### Requirement
Across the data below, in how many lines does the word "belt" appear? Give only the number.

Provided data START

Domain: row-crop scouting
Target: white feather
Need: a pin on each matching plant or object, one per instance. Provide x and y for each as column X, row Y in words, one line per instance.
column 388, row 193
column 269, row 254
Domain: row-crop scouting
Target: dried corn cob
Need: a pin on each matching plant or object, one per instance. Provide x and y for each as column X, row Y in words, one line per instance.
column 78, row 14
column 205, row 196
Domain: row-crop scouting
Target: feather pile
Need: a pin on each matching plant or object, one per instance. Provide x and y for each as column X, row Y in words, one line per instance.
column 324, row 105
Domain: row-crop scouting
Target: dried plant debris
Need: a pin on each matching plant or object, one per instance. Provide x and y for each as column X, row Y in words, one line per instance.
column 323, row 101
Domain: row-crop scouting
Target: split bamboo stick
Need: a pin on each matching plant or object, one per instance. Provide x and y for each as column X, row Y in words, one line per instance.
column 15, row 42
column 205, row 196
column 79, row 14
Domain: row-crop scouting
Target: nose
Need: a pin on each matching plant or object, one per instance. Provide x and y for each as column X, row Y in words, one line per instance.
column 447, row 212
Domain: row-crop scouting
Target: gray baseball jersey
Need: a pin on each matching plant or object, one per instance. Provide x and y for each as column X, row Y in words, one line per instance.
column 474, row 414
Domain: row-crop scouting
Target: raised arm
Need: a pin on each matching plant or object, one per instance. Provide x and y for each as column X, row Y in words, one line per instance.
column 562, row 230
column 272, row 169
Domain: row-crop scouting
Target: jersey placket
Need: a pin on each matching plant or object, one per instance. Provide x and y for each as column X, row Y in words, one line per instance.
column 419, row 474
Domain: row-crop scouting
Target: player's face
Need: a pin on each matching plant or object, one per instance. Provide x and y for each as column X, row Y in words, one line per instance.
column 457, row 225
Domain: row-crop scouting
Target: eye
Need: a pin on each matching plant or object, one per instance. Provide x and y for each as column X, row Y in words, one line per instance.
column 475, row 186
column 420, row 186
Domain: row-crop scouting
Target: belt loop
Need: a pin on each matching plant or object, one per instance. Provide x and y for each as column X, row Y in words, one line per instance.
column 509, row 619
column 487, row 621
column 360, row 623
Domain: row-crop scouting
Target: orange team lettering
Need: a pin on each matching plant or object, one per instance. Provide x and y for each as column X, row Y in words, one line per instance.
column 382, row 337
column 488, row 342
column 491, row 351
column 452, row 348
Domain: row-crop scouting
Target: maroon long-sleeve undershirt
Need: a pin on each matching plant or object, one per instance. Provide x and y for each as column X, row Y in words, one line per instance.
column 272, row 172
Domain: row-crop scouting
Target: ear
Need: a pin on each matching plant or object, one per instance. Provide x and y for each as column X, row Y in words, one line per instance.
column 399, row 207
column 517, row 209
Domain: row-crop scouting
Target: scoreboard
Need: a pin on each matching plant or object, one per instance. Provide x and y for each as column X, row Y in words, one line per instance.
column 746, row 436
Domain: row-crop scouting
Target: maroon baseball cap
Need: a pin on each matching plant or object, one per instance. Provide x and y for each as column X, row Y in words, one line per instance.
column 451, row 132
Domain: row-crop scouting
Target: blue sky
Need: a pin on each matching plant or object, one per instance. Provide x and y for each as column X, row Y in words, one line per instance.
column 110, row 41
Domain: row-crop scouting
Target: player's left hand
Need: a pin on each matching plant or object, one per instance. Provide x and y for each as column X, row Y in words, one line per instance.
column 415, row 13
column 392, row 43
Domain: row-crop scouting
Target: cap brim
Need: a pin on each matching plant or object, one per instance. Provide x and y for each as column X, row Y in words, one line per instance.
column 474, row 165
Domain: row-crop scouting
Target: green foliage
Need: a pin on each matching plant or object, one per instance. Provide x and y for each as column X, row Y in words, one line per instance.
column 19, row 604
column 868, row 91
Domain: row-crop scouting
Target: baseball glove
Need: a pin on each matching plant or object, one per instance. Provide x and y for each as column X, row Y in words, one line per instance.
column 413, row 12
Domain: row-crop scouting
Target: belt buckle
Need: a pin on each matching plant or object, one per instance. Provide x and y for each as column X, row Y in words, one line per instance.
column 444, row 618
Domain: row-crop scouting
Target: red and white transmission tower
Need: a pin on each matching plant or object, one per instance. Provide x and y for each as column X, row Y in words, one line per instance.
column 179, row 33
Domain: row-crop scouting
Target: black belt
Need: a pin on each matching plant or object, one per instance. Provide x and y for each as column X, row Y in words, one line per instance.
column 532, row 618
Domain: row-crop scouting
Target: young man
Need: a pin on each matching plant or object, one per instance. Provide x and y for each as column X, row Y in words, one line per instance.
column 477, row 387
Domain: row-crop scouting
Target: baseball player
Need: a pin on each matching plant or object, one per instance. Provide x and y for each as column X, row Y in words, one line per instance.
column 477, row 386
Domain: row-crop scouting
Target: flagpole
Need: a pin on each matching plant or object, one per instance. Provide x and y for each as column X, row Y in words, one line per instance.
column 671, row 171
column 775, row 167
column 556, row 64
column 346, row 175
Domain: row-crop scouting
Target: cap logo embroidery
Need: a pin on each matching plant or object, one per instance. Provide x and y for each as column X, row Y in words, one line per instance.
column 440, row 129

Provided data END

### Response to this exercise
3